- [WORK REQUIRED]: Please reproduce each of the records below word for word, with no changes.

- [ENTRIES SUPPLIED]:
+--
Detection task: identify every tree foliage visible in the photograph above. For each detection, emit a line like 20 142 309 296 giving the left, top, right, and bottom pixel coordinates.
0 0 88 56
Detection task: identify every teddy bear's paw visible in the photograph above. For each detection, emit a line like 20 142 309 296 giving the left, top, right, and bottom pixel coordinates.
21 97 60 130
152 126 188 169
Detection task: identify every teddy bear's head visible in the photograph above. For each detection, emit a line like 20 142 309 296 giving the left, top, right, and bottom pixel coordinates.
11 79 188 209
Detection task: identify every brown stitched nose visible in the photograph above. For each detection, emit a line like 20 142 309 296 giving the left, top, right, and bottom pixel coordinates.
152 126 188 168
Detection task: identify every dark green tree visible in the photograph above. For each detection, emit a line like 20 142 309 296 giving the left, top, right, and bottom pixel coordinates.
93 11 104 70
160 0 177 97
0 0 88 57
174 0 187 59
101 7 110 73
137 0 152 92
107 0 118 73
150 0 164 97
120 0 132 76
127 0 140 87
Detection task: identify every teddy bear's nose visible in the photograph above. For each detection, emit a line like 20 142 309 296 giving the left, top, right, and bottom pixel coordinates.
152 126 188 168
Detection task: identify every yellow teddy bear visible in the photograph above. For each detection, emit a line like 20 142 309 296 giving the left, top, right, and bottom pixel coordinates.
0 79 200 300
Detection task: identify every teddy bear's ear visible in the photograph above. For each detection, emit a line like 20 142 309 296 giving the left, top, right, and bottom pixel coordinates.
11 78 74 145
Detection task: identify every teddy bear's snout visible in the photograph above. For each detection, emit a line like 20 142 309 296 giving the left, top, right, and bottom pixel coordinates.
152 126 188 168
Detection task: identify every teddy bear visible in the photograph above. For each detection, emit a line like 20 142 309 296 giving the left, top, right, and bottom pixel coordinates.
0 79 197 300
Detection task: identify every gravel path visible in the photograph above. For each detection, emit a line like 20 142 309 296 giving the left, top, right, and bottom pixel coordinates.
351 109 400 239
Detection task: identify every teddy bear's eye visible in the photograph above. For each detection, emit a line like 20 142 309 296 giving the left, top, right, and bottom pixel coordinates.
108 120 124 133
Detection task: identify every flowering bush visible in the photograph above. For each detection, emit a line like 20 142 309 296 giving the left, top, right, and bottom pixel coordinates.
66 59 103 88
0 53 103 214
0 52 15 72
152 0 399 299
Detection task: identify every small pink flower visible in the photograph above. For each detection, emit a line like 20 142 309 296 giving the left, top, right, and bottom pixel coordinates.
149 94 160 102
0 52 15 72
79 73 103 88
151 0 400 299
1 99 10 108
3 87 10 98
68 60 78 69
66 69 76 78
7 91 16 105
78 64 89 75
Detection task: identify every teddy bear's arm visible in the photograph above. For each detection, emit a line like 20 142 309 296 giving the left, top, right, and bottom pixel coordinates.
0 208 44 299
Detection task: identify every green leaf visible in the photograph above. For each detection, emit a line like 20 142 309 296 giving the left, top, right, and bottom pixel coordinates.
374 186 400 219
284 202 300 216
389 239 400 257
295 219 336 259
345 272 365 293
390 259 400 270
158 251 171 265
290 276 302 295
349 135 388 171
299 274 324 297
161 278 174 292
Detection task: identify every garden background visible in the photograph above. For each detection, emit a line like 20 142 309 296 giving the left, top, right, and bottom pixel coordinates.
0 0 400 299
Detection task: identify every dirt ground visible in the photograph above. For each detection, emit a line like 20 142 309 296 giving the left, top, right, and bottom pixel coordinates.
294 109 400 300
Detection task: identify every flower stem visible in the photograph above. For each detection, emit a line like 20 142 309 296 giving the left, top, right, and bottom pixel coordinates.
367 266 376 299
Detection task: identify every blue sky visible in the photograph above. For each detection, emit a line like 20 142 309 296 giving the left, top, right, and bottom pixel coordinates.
+--
- [WRITTEN RESPONSE]:
Detection task: identify every tree foliage visible in the photograph above. For each detection, emit a line like 20 142 309 296 giving the left, top, right, and bottom pixel coordinates.
0 0 88 56
Detection task: identify every teddy bear's paw visible in the photograph above. For each detection, emit a line like 20 142 309 296 giving the left, top, right, and bottom pixel coordinates.
21 97 60 130
152 126 188 169
Detection task: identify every teddy bear's head visible in the photograph above. For each detection, emit a line like 20 142 309 296 giving the left, top, right, and bottom pixel coordinates.
11 79 188 209
Detection task: identify every brown stitched nose visible in the photograph above. For each detection, emit a line like 20 142 309 296 giving the left, top, right, and bottom pixel coordinates.
152 126 188 168
Detection task: identify every dark green tree visible in the photograph above. For each detection, emit a line like 20 142 309 296 giving the left, top, right, and bottom pixel coordinates.
93 11 104 70
160 0 177 97
0 0 88 57
174 0 187 59
101 7 110 73
137 0 152 92
107 0 118 73
150 0 164 97
120 0 132 76
127 0 140 87
Detection task: identify every teddy bear's nose visible in the photograph above. For each detection, emit a line like 20 142 309 296 giving the left, top, right, and bottom pixel coordinates.
152 126 188 168
Detection task: identify every yellow teddy bear visible in the photograph above. For each detection, emit a line like 20 142 309 296 giving the left, top, right, and bottom pixel coordinates.
0 79 200 300
Detection task: identify every teddy bear's ear visible in the photograph above. For each detection, emit a line like 20 142 309 296 giving the left, top, right, and bottom pixel coordinates.
11 78 74 145
Detection task: identify every teddy bear's snout visible in the photograph above. For each detection, emit a line like 20 142 309 296 giving the left, top, right, and bottom pixel coordinates.
152 126 188 168
Detection task: identify every teddy bear visible in the photograph above. For each detection, emit a line like 20 142 309 296 giving the left, top, right, and bottom pixel coordinates.
0 79 197 300
Detection task: identify every gravel path visible in the photograph above. For each detection, emit a line like 20 142 309 296 giving the left, top, right, and bottom pixel coordinates.
351 109 400 239
Detection task: identify every teddy bear's eye visible in the photograph above. For each detection, emit a line like 20 142 309 296 giving the left, top, right, and bottom pixel coordinates.
108 120 124 133
Detection task: identify every flowering bush visible in the photograph above. For each detection, emit a line like 20 142 309 296 giving the left, top, right, and bottom pixel coordinates.
66 59 103 88
0 53 103 214
0 52 15 72
152 0 399 299
Detection task: identify every small pink flower visible in the photograph above. For each detection, emit a line like 20 142 309 296 giving the left, top, right, and bottom pixel coordinates.
149 94 160 102
0 52 15 72
79 73 103 88
151 0 400 299
1 99 10 108
3 87 10 98
68 60 78 69
66 69 76 78
7 91 16 105
78 64 89 75
Detection task: identify every teddy bear's arm visible in the photograph above. For each detection, emit a line like 20 142 309 296 giving the left, top, right, and bottom pixel coordinates.
0 208 44 299
Detection task: identify every green leaf visible in the photograph above. For each detection, emit a line like 20 142 309 296 giving the left, top, right, and bottom pixel coordinates.
374 186 400 219
284 202 300 216
389 239 400 257
295 219 336 259
345 272 365 293
390 259 400 270
158 251 171 265
290 276 302 295
349 135 388 171
299 274 324 297
161 278 174 292
Detection task: identify every garden background visible in the photograph above. For each detection, emit a line like 20 142 309 296 giving the left, top, right, and bottom pixel coordinates.
0 0 400 299
Detection task: identify every dirt ground visible in the photograph above. For each detection, emit a line like 20 142 309 296 giving the left, top, right, and bottom pixel coordinates.
294 109 400 300
Detection task: identify every flower stem visible in the photograph above. For each detection, emit a line like 20 142 309 296 giving the left, top, right, and bottom pixel coordinates.
367 266 376 299
Detection task: identify every blue sky visible in the photograph above. For each detection, emit a line like 20 142 309 296 giving the left, top, right, and bottom pixel coordinates.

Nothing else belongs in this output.